DESCRIPTION OF THE TASK:
Rewrite the listing starting at its first line and ending at the line containing "777 206 L 759", replacing "fallen leaf" with "dry leaf" and leaving everything else unchanged.

GIVEN DATA:
-----

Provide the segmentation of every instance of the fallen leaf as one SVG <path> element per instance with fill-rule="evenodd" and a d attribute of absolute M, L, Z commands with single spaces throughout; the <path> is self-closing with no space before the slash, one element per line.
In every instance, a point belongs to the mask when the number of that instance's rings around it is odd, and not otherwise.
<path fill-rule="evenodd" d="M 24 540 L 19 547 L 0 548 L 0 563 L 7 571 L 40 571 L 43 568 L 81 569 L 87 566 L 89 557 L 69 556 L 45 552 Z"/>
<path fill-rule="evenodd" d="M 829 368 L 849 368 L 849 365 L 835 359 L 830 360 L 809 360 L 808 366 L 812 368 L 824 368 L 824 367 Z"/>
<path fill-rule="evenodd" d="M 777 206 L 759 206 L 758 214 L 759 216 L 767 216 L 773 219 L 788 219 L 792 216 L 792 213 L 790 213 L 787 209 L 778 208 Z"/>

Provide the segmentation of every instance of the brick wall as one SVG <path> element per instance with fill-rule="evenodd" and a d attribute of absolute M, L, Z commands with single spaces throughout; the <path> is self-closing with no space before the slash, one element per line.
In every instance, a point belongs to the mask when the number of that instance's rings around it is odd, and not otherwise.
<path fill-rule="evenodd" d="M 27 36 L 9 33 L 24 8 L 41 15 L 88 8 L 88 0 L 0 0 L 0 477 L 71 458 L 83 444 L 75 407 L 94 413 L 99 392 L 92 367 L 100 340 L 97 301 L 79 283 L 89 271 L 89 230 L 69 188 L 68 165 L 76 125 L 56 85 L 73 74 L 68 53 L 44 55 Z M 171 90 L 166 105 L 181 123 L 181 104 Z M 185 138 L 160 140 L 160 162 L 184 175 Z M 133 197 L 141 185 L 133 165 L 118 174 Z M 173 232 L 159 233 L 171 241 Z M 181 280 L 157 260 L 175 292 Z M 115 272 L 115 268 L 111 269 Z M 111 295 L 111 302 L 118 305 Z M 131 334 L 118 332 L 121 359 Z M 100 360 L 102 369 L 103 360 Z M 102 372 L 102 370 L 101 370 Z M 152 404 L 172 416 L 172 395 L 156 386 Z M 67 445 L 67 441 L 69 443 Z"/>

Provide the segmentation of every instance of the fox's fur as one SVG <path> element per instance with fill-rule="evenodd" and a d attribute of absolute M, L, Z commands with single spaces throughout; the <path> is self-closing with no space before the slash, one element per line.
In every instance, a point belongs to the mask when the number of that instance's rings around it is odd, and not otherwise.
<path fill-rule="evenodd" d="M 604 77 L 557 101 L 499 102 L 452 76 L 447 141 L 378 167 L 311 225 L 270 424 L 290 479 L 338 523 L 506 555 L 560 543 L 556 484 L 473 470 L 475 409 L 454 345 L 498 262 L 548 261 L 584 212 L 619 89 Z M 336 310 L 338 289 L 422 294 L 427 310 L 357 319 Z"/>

-----

IN RESPONSE:
Provide the segmentation of every instance of the dry leaf as one SVG <path> element per instance with fill-rule="evenodd" and a d attribute of absolute M, L, Z commands with single spaces throughout; the <path> is self-closing with no space before the slash, one element per line.
In every instance, a point belongs to the mask when the number of that instance's rings around it is odd, and not otherwise.
<path fill-rule="evenodd" d="M 24 540 L 19 547 L 0 548 L 0 563 L 7 571 L 40 571 L 43 568 L 81 569 L 87 566 L 89 557 L 69 556 L 45 552 Z"/>
<path fill-rule="evenodd" d="M 829 368 L 849 368 L 849 365 L 835 359 L 830 360 L 809 360 L 808 366 L 812 368 L 824 368 L 824 367 Z"/>
<path fill-rule="evenodd" d="M 777 206 L 759 206 L 758 214 L 759 216 L 767 216 L 773 219 L 788 219 L 792 216 L 792 213 L 790 213 L 787 209 L 778 208 Z"/>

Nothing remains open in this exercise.